## Exercise goal
Write out the listing below from the line containing "stainless steel refrigerator" to its last line, unaltered, ends included.

[START]

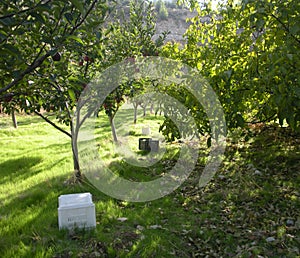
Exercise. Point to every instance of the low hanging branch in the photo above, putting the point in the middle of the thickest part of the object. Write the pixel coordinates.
(53, 124)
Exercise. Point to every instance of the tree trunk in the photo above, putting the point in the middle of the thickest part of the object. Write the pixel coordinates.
(135, 113)
(14, 119)
(151, 108)
(76, 166)
(113, 128)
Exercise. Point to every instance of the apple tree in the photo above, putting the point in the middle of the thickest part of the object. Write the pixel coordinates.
(49, 51)
(130, 39)
(249, 53)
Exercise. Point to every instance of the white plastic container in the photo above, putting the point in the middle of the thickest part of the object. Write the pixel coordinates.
(76, 211)
(146, 131)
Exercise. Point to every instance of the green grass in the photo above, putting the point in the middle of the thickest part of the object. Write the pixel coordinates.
(251, 198)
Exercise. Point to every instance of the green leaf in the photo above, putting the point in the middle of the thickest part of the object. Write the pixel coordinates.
(69, 17)
(72, 95)
(78, 5)
(76, 39)
(12, 49)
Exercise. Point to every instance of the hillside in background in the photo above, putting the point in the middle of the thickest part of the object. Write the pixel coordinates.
(175, 22)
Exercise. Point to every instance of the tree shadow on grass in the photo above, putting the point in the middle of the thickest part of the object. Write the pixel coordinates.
(18, 169)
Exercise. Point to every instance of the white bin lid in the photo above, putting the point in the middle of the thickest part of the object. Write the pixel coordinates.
(74, 199)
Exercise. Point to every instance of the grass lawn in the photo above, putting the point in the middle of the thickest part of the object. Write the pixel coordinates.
(250, 209)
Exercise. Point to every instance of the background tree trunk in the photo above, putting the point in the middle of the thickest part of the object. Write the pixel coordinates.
(14, 119)
(113, 128)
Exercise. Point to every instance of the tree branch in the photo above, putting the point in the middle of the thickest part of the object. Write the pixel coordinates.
(24, 10)
(53, 124)
(285, 27)
(84, 17)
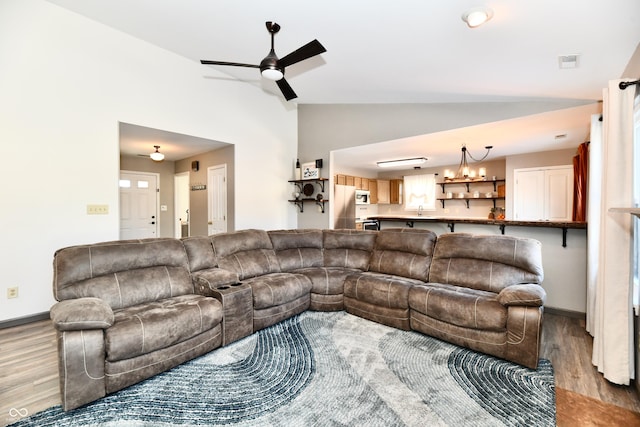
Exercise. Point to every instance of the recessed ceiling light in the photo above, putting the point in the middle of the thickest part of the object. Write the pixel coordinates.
(568, 61)
(402, 162)
(477, 16)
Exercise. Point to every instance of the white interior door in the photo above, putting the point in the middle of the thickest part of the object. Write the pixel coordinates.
(528, 195)
(181, 202)
(559, 194)
(543, 194)
(138, 205)
(217, 199)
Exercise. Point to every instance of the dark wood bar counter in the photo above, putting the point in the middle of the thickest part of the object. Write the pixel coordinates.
(410, 220)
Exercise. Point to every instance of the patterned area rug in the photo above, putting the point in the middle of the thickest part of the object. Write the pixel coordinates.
(327, 369)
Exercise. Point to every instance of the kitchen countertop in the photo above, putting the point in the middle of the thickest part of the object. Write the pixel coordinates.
(505, 222)
(502, 223)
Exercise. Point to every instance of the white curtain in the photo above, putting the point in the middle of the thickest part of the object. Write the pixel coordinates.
(609, 305)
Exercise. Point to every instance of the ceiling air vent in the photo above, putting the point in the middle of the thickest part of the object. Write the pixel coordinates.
(568, 61)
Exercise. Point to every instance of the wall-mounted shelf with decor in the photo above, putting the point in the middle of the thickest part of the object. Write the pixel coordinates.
(300, 203)
(306, 188)
(471, 182)
(300, 183)
(466, 199)
(468, 184)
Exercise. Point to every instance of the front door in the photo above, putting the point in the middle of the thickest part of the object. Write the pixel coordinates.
(138, 205)
(217, 199)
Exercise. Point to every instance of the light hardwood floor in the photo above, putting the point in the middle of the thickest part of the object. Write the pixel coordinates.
(29, 367)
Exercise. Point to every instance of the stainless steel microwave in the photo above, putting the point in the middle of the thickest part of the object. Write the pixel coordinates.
(363, 197)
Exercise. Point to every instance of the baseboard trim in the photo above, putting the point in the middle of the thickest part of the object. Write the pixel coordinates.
(24, 320)
(566, 313)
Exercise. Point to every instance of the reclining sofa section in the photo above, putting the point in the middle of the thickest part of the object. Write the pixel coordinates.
(131, 309)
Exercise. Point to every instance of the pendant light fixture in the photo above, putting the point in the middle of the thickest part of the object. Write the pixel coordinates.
(464, 172)
(156, 156)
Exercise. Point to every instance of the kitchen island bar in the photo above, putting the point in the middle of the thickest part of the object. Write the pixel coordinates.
(410, 221)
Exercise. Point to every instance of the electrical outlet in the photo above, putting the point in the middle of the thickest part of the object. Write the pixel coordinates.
(12, 292)
(97, 209)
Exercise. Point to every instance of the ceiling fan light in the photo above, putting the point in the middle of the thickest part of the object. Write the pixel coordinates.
(402, 162)
(477, 16)
(156, 156)
(272, 74)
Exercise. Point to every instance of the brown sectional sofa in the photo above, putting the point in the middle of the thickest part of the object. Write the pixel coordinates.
(131, 309)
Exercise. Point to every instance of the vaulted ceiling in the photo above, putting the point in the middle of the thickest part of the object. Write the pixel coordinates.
(408, 51)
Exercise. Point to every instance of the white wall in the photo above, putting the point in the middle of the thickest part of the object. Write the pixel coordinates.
(65, 82)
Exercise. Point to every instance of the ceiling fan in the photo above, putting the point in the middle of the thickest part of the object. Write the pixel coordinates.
(272, 68)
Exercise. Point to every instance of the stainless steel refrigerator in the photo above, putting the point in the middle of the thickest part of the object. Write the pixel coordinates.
(344, 212)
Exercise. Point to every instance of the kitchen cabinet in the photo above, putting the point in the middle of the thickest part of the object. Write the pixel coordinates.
(384, 191)
(373, 191)
(395, 191)
(481, 186)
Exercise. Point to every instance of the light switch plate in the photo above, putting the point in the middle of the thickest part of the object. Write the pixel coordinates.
(97, 209)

[END]

## Final result
Exercise. Point to every instance of the stainless steel refrigerator in the photo above, putting the point in the middle of the thickest part of the object. Write the pixel coordinates.
(344, 212)
Exercise. Point to every instance of the kitchen cabinet in the photo above, putting the point in the middle of the thickest part of the object. Write the pixel coordinates.
(384, 191)
(373, 191)
(395, 191)
(481, 186)
Exercise. Point to every instance of the light switch plate in the photo above, putting the point in the middle of the thickest part of the object. Write the pixel coordinates.
(97, 209)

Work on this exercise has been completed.